#### Data shown ####
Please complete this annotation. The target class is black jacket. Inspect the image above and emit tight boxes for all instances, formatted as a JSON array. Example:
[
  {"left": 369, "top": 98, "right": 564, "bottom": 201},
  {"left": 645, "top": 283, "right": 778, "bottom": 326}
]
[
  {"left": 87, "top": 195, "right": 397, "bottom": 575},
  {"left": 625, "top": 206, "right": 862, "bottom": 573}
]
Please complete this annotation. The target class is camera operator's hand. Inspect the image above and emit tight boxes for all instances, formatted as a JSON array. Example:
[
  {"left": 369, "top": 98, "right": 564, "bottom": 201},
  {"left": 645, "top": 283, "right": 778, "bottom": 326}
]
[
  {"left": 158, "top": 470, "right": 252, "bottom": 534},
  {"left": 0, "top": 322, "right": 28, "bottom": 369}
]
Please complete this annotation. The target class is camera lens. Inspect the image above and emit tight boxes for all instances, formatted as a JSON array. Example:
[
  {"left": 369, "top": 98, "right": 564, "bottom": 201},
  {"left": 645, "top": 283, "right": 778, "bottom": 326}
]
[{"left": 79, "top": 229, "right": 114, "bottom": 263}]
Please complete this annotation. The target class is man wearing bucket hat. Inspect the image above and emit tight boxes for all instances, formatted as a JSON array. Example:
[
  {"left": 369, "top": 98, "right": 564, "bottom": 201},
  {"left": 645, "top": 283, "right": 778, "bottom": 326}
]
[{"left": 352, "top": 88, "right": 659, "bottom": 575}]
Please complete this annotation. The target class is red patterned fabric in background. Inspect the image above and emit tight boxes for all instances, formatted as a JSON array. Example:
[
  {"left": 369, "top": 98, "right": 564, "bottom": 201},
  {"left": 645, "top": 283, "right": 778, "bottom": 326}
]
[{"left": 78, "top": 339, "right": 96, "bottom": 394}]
####
* **What you should do**
Report the total of lines above containing the string "camera", and write nothing besides it.

* **Output below**
2